It appears that we priced ourselves out of our existing market without
cultivating a new one; indeed, it appears that our enrollment growth excused a
general reduction in our marketing activity during the middle and late 1980's.
IV. The University Today
We were wounded by our unexpected growth reversal in the late 1980's; we were
not crippled by it. Why? The answer can be found in two surveys, taken at the
turn of the current decade, of students applying to and admitted by the
University -- whether or not they actually enrolled. Those surveys suggest that
we are perceived as providing (1) an education which takes matters of value and
faith seriously in (2) a core array of programs linked to occupational demand
and (3) offered by a vibrant faculty immediately, frequently, and steadily
accessible to students. Of these three, we are most praised for the quality and
accessibility of our faculty. We presently await the report of a fresh study of
our reputation, commissioned from Communicorp of Atlanta, Georgia, in the light
of which we may choose to reshape parts of our plan. It is difficult to
imagine, however, that evidence of slippage in our standing under these three
criteria would precipitate alteration in our strategy.

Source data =
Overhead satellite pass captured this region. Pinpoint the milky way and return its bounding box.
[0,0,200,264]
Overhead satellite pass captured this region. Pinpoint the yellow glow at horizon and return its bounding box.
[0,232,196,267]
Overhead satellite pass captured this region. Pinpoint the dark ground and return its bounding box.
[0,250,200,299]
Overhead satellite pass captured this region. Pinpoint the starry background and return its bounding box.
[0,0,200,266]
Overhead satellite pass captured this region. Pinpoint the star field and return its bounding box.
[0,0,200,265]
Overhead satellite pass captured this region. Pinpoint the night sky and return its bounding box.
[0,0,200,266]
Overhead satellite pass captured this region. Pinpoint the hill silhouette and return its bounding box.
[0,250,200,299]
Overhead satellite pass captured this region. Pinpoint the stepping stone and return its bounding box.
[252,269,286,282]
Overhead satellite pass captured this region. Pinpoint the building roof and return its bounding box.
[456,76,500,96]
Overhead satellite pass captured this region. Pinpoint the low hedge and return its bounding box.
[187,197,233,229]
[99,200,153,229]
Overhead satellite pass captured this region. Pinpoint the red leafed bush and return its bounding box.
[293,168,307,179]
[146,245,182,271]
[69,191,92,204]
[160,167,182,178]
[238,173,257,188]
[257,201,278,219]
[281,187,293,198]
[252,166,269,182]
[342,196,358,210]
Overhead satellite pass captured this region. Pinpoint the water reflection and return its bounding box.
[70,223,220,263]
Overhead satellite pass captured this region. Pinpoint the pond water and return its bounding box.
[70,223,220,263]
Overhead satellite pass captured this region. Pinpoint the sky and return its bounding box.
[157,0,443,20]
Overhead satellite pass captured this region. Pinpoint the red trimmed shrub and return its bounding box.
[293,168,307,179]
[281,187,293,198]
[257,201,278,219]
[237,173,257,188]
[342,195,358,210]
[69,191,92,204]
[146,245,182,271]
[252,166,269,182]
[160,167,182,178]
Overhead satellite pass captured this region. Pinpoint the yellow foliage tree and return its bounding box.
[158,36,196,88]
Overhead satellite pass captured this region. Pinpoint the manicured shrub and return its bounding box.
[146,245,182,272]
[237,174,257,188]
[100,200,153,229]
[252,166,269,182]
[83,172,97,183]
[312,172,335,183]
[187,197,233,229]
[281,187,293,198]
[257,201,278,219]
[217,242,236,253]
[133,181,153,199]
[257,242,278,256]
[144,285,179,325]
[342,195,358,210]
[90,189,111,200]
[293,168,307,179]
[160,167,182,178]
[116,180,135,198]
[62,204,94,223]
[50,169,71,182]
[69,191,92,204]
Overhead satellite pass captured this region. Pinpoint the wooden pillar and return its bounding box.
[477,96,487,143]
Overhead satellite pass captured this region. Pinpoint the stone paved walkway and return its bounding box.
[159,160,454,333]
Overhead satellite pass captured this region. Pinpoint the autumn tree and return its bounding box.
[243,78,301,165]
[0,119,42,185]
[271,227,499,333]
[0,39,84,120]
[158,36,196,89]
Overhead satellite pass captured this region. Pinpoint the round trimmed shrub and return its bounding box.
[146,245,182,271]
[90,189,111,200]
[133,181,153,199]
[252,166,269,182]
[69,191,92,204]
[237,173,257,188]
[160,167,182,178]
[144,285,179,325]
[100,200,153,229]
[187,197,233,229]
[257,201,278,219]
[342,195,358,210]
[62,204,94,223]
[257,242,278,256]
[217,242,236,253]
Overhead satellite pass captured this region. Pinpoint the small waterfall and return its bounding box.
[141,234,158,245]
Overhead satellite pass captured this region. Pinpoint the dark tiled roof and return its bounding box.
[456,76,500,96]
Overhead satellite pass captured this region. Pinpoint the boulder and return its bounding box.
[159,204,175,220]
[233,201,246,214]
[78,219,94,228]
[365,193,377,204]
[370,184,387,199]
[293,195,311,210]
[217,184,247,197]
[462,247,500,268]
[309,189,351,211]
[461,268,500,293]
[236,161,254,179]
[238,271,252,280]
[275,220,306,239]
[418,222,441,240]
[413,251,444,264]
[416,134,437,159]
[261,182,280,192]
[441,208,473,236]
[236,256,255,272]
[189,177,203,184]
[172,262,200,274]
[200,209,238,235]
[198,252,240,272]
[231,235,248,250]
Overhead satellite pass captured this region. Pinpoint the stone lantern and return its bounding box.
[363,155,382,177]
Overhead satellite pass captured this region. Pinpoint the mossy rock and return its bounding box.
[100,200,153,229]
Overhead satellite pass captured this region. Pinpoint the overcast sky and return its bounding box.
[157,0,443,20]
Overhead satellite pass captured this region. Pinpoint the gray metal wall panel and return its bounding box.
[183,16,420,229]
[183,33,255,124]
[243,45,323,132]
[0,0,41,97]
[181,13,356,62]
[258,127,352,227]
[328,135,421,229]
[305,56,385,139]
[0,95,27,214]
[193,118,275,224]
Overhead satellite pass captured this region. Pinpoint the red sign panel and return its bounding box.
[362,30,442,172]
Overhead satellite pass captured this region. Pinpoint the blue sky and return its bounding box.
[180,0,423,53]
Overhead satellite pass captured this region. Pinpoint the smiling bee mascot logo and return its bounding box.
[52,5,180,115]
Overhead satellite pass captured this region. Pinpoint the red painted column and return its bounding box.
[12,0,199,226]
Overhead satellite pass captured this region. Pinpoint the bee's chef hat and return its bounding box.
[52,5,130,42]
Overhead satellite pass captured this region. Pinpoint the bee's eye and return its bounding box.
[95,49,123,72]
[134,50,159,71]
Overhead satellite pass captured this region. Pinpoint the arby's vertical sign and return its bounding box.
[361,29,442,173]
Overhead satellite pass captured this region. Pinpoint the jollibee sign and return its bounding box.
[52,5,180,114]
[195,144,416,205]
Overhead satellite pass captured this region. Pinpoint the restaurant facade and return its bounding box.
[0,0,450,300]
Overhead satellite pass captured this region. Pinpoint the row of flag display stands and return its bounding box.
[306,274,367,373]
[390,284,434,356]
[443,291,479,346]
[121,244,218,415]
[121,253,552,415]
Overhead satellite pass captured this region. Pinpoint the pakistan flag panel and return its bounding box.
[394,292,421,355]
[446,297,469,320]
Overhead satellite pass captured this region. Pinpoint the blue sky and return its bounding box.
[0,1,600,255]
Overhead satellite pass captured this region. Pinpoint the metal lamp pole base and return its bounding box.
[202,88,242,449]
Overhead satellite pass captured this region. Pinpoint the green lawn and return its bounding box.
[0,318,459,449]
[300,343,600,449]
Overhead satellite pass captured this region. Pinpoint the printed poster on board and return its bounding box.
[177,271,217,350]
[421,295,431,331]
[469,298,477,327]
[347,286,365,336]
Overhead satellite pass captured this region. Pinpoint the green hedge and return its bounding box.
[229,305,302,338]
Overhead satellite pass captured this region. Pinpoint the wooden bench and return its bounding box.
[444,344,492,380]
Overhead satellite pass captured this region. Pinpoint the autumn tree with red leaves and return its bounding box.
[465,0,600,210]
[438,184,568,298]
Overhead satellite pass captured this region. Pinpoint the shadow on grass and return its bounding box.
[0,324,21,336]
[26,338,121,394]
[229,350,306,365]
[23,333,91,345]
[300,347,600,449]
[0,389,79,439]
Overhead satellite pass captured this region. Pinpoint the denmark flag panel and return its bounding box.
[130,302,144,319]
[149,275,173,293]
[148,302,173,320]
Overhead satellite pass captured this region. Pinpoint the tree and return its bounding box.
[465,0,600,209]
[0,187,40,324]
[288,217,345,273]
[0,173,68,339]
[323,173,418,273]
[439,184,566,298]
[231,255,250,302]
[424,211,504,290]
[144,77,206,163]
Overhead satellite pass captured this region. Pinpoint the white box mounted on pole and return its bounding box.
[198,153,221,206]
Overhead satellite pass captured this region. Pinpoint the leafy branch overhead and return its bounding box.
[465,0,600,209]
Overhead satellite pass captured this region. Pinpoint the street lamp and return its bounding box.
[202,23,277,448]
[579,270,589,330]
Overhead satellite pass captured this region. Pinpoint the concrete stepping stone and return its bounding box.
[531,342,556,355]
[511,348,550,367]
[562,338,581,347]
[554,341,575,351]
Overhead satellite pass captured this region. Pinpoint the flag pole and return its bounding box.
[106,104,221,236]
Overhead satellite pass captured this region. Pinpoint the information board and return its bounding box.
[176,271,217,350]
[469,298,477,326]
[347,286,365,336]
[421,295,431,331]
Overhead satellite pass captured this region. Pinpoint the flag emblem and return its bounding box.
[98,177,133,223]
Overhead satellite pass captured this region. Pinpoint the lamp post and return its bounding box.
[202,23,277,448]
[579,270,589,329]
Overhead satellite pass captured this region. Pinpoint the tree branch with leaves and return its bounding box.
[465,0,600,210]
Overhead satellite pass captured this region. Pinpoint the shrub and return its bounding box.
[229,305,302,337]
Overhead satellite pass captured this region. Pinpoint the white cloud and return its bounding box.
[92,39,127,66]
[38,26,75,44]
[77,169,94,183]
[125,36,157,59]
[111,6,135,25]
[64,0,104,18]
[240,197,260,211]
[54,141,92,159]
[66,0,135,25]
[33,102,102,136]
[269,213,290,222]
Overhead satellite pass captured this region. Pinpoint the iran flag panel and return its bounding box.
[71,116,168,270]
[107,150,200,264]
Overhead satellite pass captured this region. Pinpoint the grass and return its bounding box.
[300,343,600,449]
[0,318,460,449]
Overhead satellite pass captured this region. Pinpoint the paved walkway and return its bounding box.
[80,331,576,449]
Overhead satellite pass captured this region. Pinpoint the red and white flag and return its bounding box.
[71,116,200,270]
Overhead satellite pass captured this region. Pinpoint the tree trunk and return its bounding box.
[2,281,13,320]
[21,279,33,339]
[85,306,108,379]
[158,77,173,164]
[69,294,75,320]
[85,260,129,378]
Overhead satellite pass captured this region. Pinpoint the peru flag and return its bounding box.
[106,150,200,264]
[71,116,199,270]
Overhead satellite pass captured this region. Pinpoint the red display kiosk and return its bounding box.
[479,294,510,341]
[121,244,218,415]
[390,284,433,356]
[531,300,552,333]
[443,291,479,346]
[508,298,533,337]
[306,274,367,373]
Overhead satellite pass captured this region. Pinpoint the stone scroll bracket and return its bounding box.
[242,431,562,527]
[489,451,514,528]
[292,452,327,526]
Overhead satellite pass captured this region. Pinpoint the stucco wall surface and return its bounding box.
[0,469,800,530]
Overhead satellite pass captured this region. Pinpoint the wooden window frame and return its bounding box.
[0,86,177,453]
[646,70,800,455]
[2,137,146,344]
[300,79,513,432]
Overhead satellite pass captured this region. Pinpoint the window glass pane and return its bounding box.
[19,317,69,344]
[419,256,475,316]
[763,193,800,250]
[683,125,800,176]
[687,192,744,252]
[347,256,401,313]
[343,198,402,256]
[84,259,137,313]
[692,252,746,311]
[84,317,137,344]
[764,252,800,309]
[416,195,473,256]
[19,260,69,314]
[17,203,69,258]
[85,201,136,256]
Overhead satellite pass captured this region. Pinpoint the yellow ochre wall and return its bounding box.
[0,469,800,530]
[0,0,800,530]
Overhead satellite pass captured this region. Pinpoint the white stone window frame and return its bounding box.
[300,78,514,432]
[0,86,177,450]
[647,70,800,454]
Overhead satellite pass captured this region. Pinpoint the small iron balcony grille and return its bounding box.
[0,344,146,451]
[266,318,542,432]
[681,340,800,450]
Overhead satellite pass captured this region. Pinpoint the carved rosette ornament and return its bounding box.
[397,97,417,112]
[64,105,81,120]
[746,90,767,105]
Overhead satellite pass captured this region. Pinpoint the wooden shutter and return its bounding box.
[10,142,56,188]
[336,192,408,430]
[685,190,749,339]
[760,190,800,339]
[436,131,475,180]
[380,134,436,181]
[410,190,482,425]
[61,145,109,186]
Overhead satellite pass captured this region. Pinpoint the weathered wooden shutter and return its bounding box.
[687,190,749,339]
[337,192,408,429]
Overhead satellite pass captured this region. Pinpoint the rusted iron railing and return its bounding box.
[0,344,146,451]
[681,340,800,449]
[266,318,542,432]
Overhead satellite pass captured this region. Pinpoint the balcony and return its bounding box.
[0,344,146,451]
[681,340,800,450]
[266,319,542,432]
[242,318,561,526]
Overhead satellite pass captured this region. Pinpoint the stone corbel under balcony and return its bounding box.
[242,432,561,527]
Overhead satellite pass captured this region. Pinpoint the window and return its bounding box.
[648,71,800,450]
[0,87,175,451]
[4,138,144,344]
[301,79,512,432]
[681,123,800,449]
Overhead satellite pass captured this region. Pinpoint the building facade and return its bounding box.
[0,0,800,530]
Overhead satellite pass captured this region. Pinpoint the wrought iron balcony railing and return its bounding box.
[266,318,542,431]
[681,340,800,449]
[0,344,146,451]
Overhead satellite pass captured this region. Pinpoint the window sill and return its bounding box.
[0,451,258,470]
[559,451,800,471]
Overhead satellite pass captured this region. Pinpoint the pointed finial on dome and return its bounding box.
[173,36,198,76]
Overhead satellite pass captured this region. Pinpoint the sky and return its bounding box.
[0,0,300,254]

DIRECTIONS =
1. In the text, rewrite the paragraph beginning "We were wounded by our unexpected growth reversal" as a short list, keeping its main facts.
2. Convert everything in the records from the start down to the line containing "[99,200,153,229]" into a JSON list of strings, one string per line and no blank lines.

ANSWERS TO THE TASKS =
1.
- The University was wounded, but not crippled, by its unexpected growth reversal in the late 1980's.
- The reason appears in two surveys, taken at the turn of the current decade, of students who applied to and were admitted by the University, whether or not they enrolled.
- The surveys suggest the University is seen as providing:
  1. an education that takes matters of value and faith seriously,
  2. a core array of programs linked to occupational demand,
  3. a vibrant faculty immediately, frequently, and steadily accessible to students.
- The quality and accessibility of the faculty earn the most praise.
- The University awaits a fresh study of its reputation, commissioned from Communicorp of Atlanta, Georgia, which may lead it to reshape parts of its plan.
- Evidence of slippage under these three criteria is unlikely to change its strategy.

2.
[
  "Overhead satellite pass captured this region. Pinpoint the milky way and return its bounding box.",
  "[0,0,200,264]",
  "Overhead satellite pass captured this region. Pinpoint the yellow glow at horizon and return its bounding box.",
  "[0,232,196,267]",
  "Overhead satellite pass captured this region. Pinpoint the dark ground and return its bounding box.",
  "[0,250,200,299]",
  "Overhead satellite pass captured this region. Pinpoint the starry background and return its bounding box.",
  "[0,0,200,266]",
  "Overhead satellite pass captured this region. Pinpoint the star field and return its bounding box.",
  "[0,0,200,265]",
  "Overhead satellite pass captured this region. Pinpoint the night sky and return its bounding box.",
  "[0,0,200,266]",
  "Overhead satellite pass captured this region. Pinpoint the hill silhouette and return its bounding box.",
  "[0,250,200,299]",
  "Overhead satellite pass captured this region. Pinpoint the stepping stone and return its bounding box.",
  "[252,269,286,282]",
  "Overhead satellite pass captured this region. Pinpoint the building roof and return its bounding box.",
  "[456,76,500,96]",
  "Overhead satellite pass captured this region. Pinpoint the low hedge and return its bounding box.",
  "[187,197,233,229]",
  "[99,200,153,229]"
]